#### [Data shown]
-.-.-
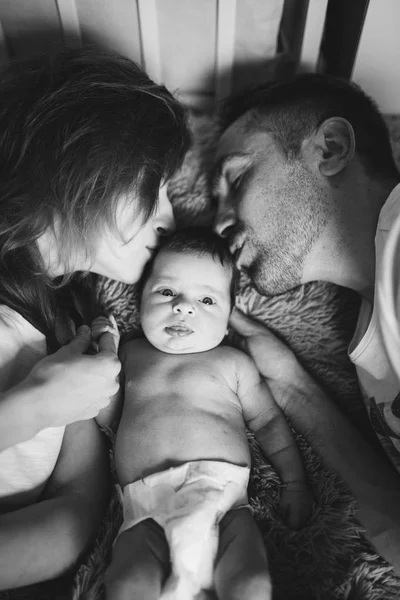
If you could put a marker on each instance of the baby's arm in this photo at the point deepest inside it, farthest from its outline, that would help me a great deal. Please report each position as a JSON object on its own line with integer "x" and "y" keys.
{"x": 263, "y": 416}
-.-.-
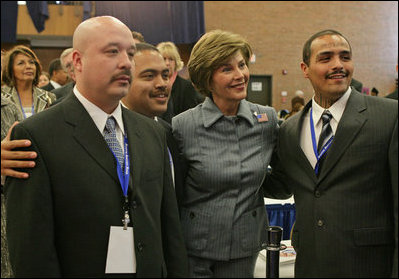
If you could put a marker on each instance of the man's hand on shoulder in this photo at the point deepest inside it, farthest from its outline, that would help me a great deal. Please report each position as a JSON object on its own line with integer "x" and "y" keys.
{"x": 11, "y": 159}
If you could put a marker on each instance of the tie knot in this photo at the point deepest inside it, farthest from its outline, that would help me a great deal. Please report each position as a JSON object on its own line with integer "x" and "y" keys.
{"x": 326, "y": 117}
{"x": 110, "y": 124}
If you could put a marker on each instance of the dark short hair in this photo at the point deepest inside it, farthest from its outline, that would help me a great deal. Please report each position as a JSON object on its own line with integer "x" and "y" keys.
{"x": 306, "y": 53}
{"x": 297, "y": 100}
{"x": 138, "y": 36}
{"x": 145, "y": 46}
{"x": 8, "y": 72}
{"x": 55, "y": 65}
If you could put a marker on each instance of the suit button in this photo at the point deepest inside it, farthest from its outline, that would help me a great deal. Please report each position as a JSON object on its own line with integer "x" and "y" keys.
-.-.-
#### [Exercise requirements]
Going back to the entries above, set down exactly the lines that begin at the one with "of the man's" and end at the one with "of the suit", both included, and nothing else.

#### [Exercise result]
If you could put a marker on each instance of the man's hand on shoulder in this photo at the point deepest inside it, farthest from its outline, that would help me a great deal. Please report each position as a JSON object on its own line with integer "x" and "y" keys.
{"x": 11, "y": 159}
If you could put a marker on each instance of the tie knot in this photo at the point deepest inside it, farthest from its outline, that would help me a great deal. Please report each position as a JSON object on its own line with integer "x" and "y" keys.
{"x": 326, "y": 117}
{"x": 110, "y": 124}
If you could put a marker on each instance of the dark short hair in this photo at the point deepest inside it, farthest from its outline, that would help me a great deal. Please report each position as a JSON object on its own line with integer "x" and "y" keys.
{"x": 306, "y": 53}
{"x": 297, "y": 100}
{"x": 138, "y": 36}
{"x": 145, "y": 46}
{"x": 8, "y": 72}
{"x": 55, "y": 65}
If you could put a marker on each instance of the suit button in this photo at the point deepest inside it, farthest from its outline, that would help me a great deal. Please report each position as a JSON object on its own line with integer "x" and "y" keys.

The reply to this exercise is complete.